Goal - Could you lay out the lines, from the very first one through the line containing "[[84, 87], [279, 92], [582, 276]]", both included, as a JSON list of strings with one string per line and no blank lines?
>>>
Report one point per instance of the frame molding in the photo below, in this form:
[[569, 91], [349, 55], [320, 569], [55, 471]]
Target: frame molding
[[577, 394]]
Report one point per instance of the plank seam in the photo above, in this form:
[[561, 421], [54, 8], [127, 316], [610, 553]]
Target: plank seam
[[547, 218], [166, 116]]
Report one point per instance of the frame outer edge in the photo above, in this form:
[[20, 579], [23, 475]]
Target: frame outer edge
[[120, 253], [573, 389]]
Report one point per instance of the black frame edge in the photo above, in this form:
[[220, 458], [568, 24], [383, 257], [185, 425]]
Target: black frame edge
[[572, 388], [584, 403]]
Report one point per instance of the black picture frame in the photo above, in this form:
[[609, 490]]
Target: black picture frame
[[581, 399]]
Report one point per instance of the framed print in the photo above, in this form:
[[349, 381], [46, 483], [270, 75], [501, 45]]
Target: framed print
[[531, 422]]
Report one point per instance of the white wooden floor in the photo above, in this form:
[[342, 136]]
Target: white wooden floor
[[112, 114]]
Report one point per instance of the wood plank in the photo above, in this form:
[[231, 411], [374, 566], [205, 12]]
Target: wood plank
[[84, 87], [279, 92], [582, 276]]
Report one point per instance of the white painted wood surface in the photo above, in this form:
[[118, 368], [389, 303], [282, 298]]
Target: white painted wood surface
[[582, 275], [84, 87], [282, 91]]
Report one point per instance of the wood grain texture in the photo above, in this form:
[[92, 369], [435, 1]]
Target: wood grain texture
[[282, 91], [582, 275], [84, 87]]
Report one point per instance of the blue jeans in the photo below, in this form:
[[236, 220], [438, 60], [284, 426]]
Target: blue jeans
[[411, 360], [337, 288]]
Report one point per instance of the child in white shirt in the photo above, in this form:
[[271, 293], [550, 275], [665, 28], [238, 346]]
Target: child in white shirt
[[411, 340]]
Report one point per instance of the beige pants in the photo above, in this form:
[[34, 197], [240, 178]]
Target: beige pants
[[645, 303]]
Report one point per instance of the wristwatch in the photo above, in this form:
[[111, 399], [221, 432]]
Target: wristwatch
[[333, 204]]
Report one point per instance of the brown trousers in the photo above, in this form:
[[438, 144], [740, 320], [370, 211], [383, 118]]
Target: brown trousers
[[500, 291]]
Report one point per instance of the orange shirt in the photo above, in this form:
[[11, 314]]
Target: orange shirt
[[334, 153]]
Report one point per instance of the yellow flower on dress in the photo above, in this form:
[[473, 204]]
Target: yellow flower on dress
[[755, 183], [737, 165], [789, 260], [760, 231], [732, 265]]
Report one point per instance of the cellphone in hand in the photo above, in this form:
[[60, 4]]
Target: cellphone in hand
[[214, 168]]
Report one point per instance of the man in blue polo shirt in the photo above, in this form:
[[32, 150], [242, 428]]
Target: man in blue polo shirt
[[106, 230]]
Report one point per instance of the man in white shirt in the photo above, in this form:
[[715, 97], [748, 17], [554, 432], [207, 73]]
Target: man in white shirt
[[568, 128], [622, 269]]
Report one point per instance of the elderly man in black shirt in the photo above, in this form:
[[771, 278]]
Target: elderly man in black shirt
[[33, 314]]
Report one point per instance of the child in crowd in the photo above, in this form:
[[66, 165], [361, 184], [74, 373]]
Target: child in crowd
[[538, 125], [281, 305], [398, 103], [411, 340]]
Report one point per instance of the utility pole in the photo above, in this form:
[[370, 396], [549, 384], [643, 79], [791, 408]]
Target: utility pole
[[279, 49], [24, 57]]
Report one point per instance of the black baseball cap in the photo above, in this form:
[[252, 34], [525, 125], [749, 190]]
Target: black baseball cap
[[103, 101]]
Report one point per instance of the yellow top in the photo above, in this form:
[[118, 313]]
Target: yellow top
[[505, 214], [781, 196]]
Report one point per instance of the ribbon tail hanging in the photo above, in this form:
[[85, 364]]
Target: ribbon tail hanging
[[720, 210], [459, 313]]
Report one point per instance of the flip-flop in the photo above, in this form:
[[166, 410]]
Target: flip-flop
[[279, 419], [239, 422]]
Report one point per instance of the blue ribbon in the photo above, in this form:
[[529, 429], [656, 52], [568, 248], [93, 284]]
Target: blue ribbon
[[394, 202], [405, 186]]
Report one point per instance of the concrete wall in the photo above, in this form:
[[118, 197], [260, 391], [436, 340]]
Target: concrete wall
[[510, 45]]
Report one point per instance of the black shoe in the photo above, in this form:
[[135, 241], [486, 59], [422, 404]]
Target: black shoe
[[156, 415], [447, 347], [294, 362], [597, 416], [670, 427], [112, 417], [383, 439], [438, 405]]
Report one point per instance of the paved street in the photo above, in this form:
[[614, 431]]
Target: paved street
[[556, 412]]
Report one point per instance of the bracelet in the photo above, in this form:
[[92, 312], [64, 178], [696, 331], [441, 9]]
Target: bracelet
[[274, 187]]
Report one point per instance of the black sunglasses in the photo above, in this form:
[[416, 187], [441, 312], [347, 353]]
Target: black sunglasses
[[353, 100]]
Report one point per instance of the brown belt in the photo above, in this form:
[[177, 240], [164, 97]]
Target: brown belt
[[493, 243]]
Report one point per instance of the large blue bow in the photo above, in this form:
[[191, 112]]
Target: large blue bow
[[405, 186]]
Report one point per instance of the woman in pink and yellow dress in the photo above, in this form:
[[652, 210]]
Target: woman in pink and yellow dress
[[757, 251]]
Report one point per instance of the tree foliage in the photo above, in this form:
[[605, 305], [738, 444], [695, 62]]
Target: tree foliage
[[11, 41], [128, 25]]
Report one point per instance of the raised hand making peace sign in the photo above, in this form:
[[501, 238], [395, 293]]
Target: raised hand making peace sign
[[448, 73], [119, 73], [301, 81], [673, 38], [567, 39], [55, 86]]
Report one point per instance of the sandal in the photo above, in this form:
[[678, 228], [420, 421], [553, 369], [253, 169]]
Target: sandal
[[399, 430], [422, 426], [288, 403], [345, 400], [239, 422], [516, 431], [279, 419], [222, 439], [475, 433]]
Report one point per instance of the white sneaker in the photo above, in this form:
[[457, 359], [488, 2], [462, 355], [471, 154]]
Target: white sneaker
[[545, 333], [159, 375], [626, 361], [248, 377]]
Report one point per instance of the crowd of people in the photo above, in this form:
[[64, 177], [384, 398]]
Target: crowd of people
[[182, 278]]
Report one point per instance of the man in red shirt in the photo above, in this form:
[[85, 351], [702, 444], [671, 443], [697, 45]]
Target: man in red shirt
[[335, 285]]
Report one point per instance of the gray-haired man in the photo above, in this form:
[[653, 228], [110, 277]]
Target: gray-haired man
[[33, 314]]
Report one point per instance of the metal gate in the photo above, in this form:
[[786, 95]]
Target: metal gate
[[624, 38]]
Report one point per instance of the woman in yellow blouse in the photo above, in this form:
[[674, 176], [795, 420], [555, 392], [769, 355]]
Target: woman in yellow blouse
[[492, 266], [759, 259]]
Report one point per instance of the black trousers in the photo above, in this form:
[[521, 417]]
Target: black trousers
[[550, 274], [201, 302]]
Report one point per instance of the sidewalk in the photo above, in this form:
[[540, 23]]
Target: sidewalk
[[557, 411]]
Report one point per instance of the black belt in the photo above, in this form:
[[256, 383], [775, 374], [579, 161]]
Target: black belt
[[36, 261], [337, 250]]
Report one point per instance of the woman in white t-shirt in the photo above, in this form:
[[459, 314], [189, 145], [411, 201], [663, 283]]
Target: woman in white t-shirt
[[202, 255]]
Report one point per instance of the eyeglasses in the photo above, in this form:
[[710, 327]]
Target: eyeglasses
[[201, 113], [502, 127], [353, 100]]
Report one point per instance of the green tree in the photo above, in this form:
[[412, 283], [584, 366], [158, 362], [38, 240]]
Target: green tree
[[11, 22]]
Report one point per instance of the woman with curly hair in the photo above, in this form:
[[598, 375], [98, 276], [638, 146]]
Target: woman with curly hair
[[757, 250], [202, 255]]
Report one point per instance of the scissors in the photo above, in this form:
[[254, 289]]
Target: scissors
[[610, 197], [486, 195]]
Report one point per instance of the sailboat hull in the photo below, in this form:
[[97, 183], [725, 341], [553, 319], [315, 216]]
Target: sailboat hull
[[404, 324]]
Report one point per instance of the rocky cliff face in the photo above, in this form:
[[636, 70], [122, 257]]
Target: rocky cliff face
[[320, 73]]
<<<
Task result -
[
  "Report one point per instance of the frame molding in the photo below, in this form:",
  "[[569, 91], [349, 55], [320, 569], [55, 471]]",
  "Target: frame molding",
  "[[577, 394]]",
  "Report one point per instance of the plank seam in the photo above, in this form:",
  "[[561, 421], [54, 8], [127, 316], [610, 553]]",
  "Target: plank seam",
  "[[547, 218], [166, 116]]",
  "Report one point per instance of the frame outer edge in the photo above, in this form:",
  "[[20, 579], [23, 475]]",
  "Target: frame outer edge",
  "[[120, 253], [573, 389]]",
  "Report one point per instance of the black frame edge in the photo above, in this form:",
  "[[220, 458], [568, 24], [383, 257], [185, 425]]",
  "Target: black frame edge",
  "[[572, 388], [584, 403]]",
  "Report one point per instance of the black picture frame in the photo above, in this form:",
  "[[609, 490]]",
  "Target: black picture frame",
  "[[581, 399]]",
  "Report one point per instance of the framed print in the photo above, in this form:",
  "[[349, 381], [46, 483], [270, 75], [501, 45]]",
  "Target: framed print",
  "[[531, 422]]",
  "Report one point per instance of the white wooden floor in the photo above, in this form:",
  "[[342, 136]]",
  "Target: white wooden floor",
  "[[112, 114]]",
  "Report one point per instance of the wood plank in the photo above, in this form:",
  "[[231, 411], [374, 566], [205, 12]]",
  "Target: wood plank",
  "[[84, 87], [279, 92], [582, 276]]"
]